## Source text
::::

My gosh, night and day between my post and Tortoise's!! :ahhhhh: Just goes to show there's as much dichotomy in dog training as there is in dog breeds!! Good luck finding what works for you and Weegee! : )


----------



## fjm

Poppy will occasionally bark at other dogs - usually when we have just got out of the car and she is all revved up and excited about going for a walk. I simply turn and walk back the way we came for 10 steps or so - it stops it immediately. Both dogs have been known to bark at something really weird - I remember Sophy having a conniption when she saw a chap with a baby in a backpack. When I looked at it from her perspective, it was a two-headed human - very weird indeed! They are also wary of legless humans (walking behind a slope or a hedge that blurs into the grass), cows in trees (the cows were actually in the field behind the tree, but from close to the ground it looked exactly as if they were walking along the branches), and other things that looked perfectly normal to me, but extremely odd to them. Even a white box left out in an unusual place will trigger a warning - it is something strange in a familiar environment, so may be dangerous.

I don't think it is fair to punish a dog for barking - we have spent millenia breeding them to be watch dogs, and it seems a bit extreme to expect them to turn that inheritance off in a few decades just because we say so. But I do try to keep barking to a minimum. Mine are allowed a few yaps at the postman (it's useful to know when letters and parcels arrive), a quick warning bark at any bells or alarms that go off (my kitchen pinger is very soft so an extra warning is useful, and Sophy hears the noise the phone makes before it starts ringing), and to let me know when there are visitors at the door (I don't have a doorbell). They are positively encouraged to tell me if I have accidentally shut them out in the garden, or into a bedroom.

::::

## Data records

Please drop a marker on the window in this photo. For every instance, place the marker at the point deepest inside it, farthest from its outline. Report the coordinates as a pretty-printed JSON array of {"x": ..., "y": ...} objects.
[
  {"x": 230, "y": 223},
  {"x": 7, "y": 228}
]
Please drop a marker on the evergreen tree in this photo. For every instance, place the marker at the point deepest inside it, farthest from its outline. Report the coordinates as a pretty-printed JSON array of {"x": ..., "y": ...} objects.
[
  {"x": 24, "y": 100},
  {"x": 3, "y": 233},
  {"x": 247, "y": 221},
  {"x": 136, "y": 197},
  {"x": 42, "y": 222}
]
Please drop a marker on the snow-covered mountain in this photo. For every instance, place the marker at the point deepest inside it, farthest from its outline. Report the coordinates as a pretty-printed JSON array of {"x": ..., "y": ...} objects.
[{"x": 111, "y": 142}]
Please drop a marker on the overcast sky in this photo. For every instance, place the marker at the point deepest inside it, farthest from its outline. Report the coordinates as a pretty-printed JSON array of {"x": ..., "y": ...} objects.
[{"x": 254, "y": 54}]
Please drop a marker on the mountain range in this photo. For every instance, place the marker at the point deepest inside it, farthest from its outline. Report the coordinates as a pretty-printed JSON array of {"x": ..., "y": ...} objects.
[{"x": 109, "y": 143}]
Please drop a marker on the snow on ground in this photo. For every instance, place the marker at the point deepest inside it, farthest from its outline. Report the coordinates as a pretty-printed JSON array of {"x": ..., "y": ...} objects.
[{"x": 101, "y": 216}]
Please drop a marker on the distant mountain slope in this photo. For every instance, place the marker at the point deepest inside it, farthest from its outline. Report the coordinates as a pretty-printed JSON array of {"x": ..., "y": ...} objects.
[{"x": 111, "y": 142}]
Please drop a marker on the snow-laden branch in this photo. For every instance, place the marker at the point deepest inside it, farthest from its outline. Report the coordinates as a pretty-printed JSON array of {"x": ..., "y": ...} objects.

::::

## Problems to solve
#1 In the forum thread, what does fjm do when Poppy barks at other dogs after getting out of the car?
#2 Write out the forum thread from "My gosh, night" to "Weegee! : )".
#3 Render this sentence from the forum thread in Spanish: "Even a white box left out in an unusual place will trigger a warning - it is something strange in a familiar environment, so may be dangerous."
The records are separate material, unrelated to the forum thread.

## Exercise results
#1 fjm turns and walks back the way they came for 10 steps or so.

#2
My gosh, night and day between my post and Tortoise's!! :ahhhhh: Just goes to show there's as much dichotomy in dog training as there is in dog breeds!! Good luck finding what works for you and Weegee! : )

#3 Incluso una caja blanca dejada en un lugar inusual provocará una advertencia: es algo extraño en un entorno familiar, así que puede ser peligroso.